Problem description: Locate each line in the rows below that contains the word "stone", matching case, and copy those lines.
··· Task inputs ···
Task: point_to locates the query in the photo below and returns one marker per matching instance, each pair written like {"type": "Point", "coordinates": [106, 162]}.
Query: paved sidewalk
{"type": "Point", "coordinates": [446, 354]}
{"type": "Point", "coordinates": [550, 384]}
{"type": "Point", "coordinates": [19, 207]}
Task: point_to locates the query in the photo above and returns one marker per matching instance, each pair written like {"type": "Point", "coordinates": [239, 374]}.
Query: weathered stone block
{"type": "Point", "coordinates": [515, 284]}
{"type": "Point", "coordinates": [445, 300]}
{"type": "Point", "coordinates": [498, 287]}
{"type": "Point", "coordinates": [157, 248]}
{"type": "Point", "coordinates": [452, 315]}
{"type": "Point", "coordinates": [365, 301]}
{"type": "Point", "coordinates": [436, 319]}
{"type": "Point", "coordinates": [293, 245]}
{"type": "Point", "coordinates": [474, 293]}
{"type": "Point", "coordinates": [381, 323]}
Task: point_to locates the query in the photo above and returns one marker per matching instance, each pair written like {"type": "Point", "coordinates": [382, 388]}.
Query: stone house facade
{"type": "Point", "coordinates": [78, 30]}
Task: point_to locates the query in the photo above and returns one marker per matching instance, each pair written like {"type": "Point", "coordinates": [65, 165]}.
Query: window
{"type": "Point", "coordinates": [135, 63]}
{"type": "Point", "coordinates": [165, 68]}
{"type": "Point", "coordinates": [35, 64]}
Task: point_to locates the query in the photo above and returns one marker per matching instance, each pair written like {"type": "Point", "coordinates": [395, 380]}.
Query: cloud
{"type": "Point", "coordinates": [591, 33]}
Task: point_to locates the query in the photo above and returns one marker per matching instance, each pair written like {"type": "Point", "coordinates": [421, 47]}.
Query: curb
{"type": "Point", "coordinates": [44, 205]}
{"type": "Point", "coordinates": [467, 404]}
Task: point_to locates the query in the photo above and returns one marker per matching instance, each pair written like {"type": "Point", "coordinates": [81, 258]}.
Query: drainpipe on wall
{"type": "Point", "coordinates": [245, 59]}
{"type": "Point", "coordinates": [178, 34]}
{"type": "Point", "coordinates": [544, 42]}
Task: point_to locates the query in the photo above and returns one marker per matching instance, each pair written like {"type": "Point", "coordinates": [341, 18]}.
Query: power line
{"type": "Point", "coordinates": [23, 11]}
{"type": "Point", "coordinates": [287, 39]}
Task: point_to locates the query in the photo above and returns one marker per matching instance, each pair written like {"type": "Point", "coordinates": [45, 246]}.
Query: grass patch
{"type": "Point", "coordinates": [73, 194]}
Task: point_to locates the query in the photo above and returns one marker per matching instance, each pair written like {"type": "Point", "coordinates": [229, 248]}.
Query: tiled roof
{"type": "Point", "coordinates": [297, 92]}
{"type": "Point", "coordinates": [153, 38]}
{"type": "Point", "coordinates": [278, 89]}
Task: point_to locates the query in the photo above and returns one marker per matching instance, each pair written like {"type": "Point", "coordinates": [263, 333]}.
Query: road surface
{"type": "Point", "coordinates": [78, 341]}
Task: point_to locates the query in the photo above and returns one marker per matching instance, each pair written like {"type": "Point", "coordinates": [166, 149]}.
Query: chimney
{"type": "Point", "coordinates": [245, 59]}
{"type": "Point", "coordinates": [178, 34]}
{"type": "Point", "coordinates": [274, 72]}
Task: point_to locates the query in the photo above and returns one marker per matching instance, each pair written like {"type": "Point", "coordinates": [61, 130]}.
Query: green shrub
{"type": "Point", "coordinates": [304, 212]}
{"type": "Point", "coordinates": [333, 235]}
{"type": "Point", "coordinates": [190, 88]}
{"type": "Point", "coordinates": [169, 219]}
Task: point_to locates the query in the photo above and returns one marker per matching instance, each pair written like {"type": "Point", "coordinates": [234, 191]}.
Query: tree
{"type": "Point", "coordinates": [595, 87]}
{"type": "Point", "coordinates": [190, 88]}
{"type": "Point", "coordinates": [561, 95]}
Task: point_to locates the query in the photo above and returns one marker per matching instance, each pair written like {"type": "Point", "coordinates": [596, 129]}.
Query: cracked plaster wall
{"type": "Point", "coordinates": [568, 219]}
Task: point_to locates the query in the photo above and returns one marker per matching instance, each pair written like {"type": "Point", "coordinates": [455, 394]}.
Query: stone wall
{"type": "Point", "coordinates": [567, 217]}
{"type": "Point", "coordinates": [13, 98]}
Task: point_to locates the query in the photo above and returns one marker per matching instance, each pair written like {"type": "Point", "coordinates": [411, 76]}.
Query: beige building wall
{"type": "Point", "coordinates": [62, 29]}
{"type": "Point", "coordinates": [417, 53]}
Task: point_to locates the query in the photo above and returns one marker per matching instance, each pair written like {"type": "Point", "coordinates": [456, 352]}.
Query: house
···
In response:
Query: weathered stone block
Query: stone house facade
Query: stone wall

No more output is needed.